+++ Excerto para ler

Depois, recomendada pelo pároco, pela Cari­tas… por todos, uma família de negros conseguiu um pequeno apartamento no meu condomínio. Acabou a paz. Um vaivém contínuo a todas as horas, barulhos nocturnos, gritos lancinantes de crianças, porcaria pelas escadas abaixo… Agora tenho medo de me estar a tornar… isso mesmo, racista… Começo a pensar também eu que esta gente deveria era estar na sua terra e em sua casa.
Sei que esta minha carta irá escandalizar alguém e será criticada por muitos. Mas apenas pelos que conhecem o problema através da televisão e dos jornais. A esses gostaria de os ver aqui, no meu lugar, à noite, quando queremos dormir e eles se põem a cantar, a tocar e a fazer trinta por uma linha»
.

A carta nada tem de escandaloso. Simplesmente é tão verdadeira, tão sincera, transparente e angus­tiada que pode tornar-se numa lição para todos.
Existe, de facto, também a propósito do racismo, o perigo de sermos bons, civilizados e progressistas apenas durante as mesas redondas e as entrevistas na televisão.
Os «peritos», que discutem o problema, habitam geralmente nos bairros residenciais onde não há o perigo de infiltrações incomodativas, de ruídos, odo­res e sabores estranhos.
Eles podem, portanto, afirmar-se sem esforço como anti-racistas. A sua bondade fica apenas no cérebro e não custa nada. É fácil declarar-se anti-racistas até ao momento em que o problema não nos pisa os calos.

++++++

Instrução 1
Responda a estas perguntas sobre o excerto:
(a) Por quem foi recomendada a família que conseguiu um pequeno apartamento no condomínio?
(b) Onde habitam geralmente os «peritos» que discutem o problema?
(c) Que palavras o excerto usa para descrever a carta, na frase que começa com "Simplesmente é tão verdadeira"?

+++ Material fornecido

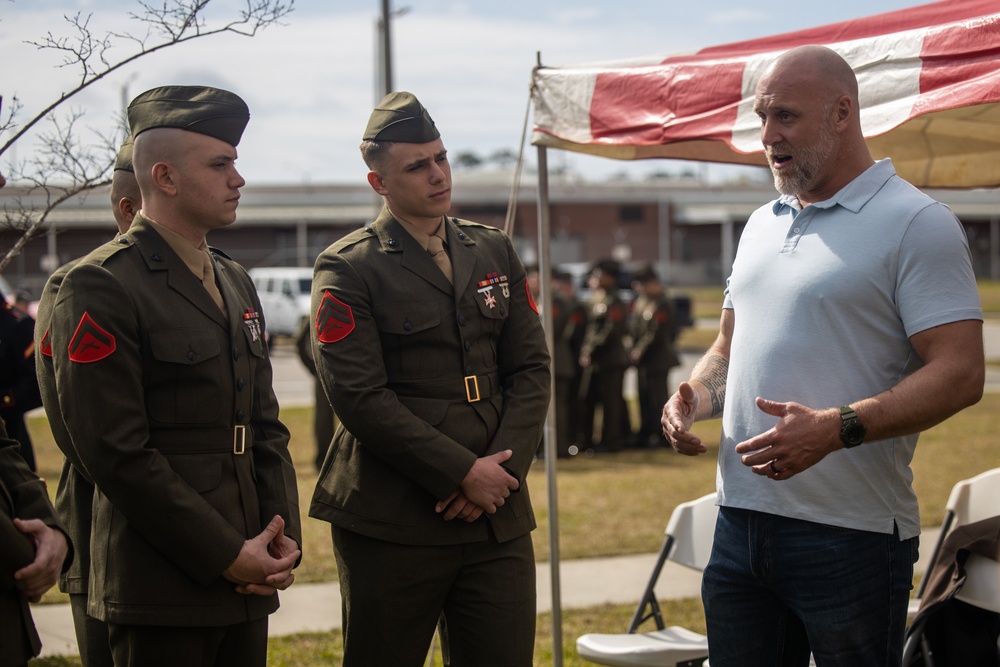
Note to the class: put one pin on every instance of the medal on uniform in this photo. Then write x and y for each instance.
(252, 319)
(488, 297)
(486, 287)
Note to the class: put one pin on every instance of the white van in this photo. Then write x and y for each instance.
(284, 296)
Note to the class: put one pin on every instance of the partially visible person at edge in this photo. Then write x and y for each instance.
(851, 322)
(604, 360)
(438, 370)
(195, 520)
(18, 380)
(324, 418)
(75, 493)
(35, 550)
(652, 325)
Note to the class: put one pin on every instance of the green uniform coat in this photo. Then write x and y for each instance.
(151, 380)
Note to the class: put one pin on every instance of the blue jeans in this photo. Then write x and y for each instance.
(777, 588)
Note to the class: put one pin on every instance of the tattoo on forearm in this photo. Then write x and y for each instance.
(713, 375)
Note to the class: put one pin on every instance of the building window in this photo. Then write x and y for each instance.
(631, 213)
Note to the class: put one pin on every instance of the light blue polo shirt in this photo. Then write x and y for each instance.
(825, 299)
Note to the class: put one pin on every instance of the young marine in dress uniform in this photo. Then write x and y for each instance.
(439, 372)
(74, 497)
(651, 330)
(604, 360)
(195, 514)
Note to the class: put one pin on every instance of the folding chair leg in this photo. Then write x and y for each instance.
(649, 595)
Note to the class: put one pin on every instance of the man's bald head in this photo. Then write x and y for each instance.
(814, 67)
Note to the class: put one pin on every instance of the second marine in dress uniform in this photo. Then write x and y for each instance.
(439, 373)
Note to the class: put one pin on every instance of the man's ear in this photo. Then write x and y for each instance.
(127, 207)
(163, 178)
(377, 182)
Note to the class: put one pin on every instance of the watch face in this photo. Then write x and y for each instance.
(853, 433)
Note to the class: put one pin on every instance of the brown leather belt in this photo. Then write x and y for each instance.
(237, 439)
(470, 388)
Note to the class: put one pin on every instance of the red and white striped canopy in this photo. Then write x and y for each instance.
(929, 79)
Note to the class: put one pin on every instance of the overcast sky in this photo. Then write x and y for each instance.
(311, 83)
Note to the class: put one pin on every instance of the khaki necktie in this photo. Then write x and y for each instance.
(435, 246)
(208, 280)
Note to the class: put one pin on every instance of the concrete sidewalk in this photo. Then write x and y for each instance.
(584, 583)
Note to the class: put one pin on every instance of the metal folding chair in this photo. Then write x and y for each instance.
(972, 501)
(688, 542)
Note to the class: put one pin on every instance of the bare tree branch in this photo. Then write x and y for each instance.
(63, 156)
(177, 21)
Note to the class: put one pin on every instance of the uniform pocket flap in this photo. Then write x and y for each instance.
(410, 318)
(184, 346)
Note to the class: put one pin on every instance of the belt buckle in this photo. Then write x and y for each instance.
(239, 439)
(472, 388)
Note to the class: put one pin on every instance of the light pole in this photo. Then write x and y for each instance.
(383, 29)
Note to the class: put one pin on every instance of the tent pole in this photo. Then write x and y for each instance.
(549, 439)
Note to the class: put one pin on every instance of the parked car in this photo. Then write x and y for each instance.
(284, 296)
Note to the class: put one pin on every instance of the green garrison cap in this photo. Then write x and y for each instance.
(401, 117)
(212, 111)
(124, 160)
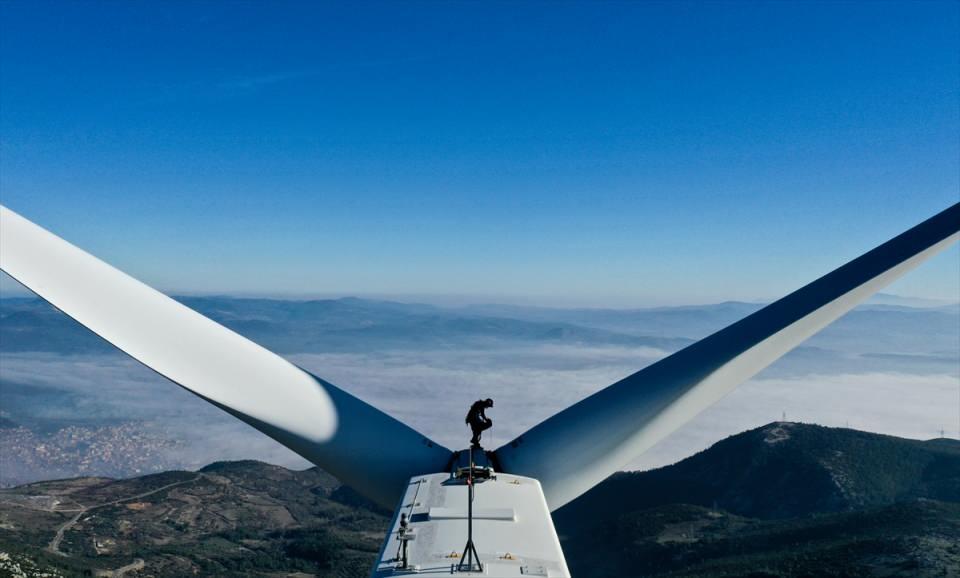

++++++

Instrução 2
Mostre todas as linhas da listagem em que aparece a palavra "folding".

Resposta 1
(a) Pelo pároco, pela Caritas e por todos.
(b) Nos bairros residenciais onde não há o perigo de infiltrações incomodativas, de ruídos, odores e sabores estranhos.
(c) Verdadeira, sincera, transparente e angustiada.

Resposta 2
Note to the class: put one pin on every instance of the folding chair leg in this photo. Then write x and y for each instance.
Note to the class: put one pin on every instance of the metal folding chair in this photo. Then write x and y for each instance.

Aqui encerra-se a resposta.